Stored data entries
++++++++

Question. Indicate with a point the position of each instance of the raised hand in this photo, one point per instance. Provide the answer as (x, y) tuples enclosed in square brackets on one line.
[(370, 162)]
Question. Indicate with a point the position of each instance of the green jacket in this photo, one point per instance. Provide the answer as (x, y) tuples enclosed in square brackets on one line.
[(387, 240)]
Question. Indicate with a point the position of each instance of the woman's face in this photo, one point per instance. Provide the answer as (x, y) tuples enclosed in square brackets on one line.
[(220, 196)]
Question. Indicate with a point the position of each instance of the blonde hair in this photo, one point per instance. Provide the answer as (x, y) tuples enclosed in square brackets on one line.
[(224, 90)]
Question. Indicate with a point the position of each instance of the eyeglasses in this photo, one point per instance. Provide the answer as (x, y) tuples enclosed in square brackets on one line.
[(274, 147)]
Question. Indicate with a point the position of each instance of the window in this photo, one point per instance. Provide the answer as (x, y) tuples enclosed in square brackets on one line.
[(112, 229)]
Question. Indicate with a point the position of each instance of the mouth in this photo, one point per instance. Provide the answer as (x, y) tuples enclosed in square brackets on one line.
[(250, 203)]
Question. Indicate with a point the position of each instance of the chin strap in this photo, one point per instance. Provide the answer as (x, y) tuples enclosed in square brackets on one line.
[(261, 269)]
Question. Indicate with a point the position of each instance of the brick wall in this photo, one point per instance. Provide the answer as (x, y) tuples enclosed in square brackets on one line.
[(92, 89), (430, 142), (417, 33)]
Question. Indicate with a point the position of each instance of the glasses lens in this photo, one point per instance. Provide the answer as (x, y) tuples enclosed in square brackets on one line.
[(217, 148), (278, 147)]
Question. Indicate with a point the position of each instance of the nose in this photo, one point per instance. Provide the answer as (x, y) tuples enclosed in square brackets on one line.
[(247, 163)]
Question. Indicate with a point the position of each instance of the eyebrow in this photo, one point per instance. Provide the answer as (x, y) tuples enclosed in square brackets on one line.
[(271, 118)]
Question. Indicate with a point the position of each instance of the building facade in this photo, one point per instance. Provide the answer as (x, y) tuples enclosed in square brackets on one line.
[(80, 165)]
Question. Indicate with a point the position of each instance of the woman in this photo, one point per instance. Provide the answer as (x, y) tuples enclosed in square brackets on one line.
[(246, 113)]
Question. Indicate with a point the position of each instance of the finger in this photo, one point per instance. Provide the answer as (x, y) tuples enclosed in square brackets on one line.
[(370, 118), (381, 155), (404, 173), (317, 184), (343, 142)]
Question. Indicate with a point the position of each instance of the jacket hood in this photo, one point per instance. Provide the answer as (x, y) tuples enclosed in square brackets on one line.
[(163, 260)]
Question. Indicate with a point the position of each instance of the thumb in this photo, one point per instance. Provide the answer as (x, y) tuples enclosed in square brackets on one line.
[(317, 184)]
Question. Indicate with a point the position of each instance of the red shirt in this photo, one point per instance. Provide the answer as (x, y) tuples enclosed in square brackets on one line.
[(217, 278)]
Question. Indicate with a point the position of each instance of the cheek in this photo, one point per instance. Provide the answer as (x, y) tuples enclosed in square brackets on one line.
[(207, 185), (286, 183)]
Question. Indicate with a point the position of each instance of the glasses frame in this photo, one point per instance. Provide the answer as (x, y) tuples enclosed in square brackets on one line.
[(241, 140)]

++++++++

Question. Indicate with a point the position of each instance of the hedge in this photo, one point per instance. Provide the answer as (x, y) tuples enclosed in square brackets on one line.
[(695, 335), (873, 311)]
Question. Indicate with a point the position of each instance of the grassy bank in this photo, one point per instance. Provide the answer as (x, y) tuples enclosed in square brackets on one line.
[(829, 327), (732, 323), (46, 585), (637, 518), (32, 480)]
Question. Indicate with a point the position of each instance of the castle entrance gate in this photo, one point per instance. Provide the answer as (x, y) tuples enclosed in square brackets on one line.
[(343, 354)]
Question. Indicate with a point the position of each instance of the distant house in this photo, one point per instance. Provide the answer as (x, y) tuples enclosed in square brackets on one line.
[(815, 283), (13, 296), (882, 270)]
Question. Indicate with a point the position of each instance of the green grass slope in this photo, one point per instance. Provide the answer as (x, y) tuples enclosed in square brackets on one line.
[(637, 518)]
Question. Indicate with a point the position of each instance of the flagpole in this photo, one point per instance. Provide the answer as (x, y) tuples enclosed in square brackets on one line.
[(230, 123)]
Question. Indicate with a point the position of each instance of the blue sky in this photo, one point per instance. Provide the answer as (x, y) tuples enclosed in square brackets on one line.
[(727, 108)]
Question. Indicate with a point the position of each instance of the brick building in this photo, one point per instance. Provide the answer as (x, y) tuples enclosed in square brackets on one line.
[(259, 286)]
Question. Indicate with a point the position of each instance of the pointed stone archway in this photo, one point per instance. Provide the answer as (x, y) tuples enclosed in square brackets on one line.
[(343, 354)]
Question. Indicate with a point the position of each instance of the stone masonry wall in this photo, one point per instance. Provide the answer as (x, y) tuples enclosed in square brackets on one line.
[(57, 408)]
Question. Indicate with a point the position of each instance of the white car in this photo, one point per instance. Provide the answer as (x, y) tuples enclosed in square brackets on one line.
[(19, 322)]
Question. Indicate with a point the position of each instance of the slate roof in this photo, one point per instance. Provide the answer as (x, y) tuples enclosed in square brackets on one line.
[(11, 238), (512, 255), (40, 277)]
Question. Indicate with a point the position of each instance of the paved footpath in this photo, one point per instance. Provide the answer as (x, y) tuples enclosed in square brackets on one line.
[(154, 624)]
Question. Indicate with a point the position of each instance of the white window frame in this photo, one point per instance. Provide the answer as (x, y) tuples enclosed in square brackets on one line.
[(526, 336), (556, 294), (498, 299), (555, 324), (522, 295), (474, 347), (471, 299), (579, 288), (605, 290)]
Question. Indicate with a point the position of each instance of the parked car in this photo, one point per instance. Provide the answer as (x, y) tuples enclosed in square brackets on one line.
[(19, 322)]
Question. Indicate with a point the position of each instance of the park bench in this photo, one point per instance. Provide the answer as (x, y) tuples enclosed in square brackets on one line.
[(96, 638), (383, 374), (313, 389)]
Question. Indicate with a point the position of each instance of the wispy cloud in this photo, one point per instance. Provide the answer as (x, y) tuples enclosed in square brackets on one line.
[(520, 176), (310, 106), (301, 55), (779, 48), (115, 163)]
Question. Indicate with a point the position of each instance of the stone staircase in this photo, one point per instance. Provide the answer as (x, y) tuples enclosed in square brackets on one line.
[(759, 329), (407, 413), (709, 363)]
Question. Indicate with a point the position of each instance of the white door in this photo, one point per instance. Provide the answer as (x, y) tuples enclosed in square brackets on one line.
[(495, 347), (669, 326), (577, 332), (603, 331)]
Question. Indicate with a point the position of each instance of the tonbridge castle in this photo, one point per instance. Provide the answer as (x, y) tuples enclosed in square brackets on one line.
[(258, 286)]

++++++++

Exercise description:
Swap "tuples" for "pairs" in the records from the line with "of the tonbridge" up to and including the line with "[(258, 286)]". Give only those lines again, with everything else unchanged.

Result for this exercise:
Question. Indicate with a point the position of each instance of the tonbridge castle in this photo, one point per instance. Provide the answer as (x, y) pairs enclosed in square brackets on one line.
[(258, 286)]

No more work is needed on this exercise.